▶ [Task list]
A - Decide whether each statement below agrees with the forum thread on MP3 versus WAV audio. Answer yes or no and quote the deciding words. (i) The second post calls WAV files lossless. (ii) The third post advises converting a received MP3 file to WAV or AIFF. (iii) The fourth post says files should be 44k for FCP.
B - Summarize the forum thread on MP3 versus WAV audio in two sentences.
C - Carry on the forum thread on MP3 versus WAV audio from where it stops.

## START Excerpt provided

March 2nd, 2015, 07:29 AM | #1 |
Major Player
Join Date: May 2007
Location: Medellin, Colombia
Posts: 225
|
MP3 or Wave?
Hello
I have been taught that you should never use MP3 files in Final Cut, you should always work in Wave or AIFF. Is this true? Is there an audible difference? |
March 3rd, 2015, 11:40 AM | #2 |
Major Player
Join Date: Apr 2010
Location: New Delhi, India
Posts: 507
|
Re: MP3 or Wave?
MP3 is a compressed lossy format. Wav files are lossless like the raw files of video and contain more details. So better to use the .wav files.
|
March 3rd, 2015, 01:06 PM | #3 |
Inner Circle
Join Date: Dec 2005
Location: New York City
Posts: 2,650
|
Re: MP3 or Wave?
If the file you received is mp3, there is no reason to convert it to WAV or AIFF. If you have a choice of original file format (downloads, recording in an audio recorder, etc.), always go for WAV or AIFF.
__________________
William Hohauser - New York City Producer/Edit/Camera/Animation |
March 4th, 2015, 10:13 AM | #4 |
Major Player
Join Date: Apr 2008
Location: Chicago, Illinois USA
Posts: 692
|
Re: MP3 or Wave?
I've heard that whatever the file, it should be 48k and not 44k for FCP to be nice.
|
March 4th, 2015, 04:46 PM | #5 |
Trustee
Join Date: May 2007
Location: Minneapolis, MN
Posts: 1,313
|
Re: MP3 or Wave?

## END Excerpt provided
## START Stored rows

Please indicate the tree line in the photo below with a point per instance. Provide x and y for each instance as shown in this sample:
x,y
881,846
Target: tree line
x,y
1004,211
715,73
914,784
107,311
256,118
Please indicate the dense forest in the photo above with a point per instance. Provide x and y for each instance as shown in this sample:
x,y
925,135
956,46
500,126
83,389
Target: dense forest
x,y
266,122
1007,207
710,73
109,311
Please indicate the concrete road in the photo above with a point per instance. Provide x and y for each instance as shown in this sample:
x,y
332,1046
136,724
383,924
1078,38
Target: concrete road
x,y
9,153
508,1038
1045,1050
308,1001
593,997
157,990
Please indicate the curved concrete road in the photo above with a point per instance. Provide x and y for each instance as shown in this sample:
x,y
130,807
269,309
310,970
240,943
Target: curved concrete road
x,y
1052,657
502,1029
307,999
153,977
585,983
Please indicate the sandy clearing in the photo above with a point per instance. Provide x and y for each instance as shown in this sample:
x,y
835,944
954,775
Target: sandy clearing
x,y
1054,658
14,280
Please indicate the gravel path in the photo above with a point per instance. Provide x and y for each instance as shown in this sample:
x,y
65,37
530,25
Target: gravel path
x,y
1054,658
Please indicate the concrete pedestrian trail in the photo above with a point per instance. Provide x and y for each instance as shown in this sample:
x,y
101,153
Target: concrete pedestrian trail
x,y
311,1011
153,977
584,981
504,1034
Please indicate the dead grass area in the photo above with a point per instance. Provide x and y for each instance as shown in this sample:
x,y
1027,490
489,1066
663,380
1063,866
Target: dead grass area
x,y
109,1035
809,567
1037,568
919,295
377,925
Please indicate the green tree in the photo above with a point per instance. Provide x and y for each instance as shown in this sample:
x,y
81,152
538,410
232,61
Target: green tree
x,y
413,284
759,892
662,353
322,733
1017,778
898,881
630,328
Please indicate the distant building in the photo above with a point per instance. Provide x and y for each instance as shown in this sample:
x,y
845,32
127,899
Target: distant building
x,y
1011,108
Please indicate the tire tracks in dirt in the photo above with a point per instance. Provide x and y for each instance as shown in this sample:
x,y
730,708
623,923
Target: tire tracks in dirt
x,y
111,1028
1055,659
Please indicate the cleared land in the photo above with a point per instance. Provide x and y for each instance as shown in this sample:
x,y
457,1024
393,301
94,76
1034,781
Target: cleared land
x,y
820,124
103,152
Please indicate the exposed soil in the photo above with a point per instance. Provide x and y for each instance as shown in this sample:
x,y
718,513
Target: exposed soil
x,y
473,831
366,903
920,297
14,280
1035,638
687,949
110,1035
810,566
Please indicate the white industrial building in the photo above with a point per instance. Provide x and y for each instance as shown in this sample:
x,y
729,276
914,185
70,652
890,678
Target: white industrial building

## END Stored rows

▶ [Solved tasks]
A -
(i) Yes: "Wav files are lossless like the raw files of video and contain more details."
(ii) No: "If the file you received is mp3, there is no reason to convert it to WAV or AIFF."
(iii) No: "it should be 48k and not 44k for FCP to be nice."

B - A forum member asks whether MP3 files should never be used in Final Cut in favor of WAV or AIFF, and whether there is an audible difference. Replies explain that MP3 is lossy while WAV is lossless, advise choosing WAV or AIFF when the original format can be chosen but not converting an MP3 already received, and relay a claim that files should be 48k rather than 44k for FCP.

C -
On a related note, I found out the other day that FCPX does a pretty terrible job of time stretching WAV files. Not talking a lot here, just 1% faster or slower when you just need a tad to make a new edit work late in the game. Had the MP3 preview files from the stock music website in the timeline and they sounded fine at 101%, but when I replaced them with the final WAV files and copied over the retiming properties, I got the "underwater" artifacting sound.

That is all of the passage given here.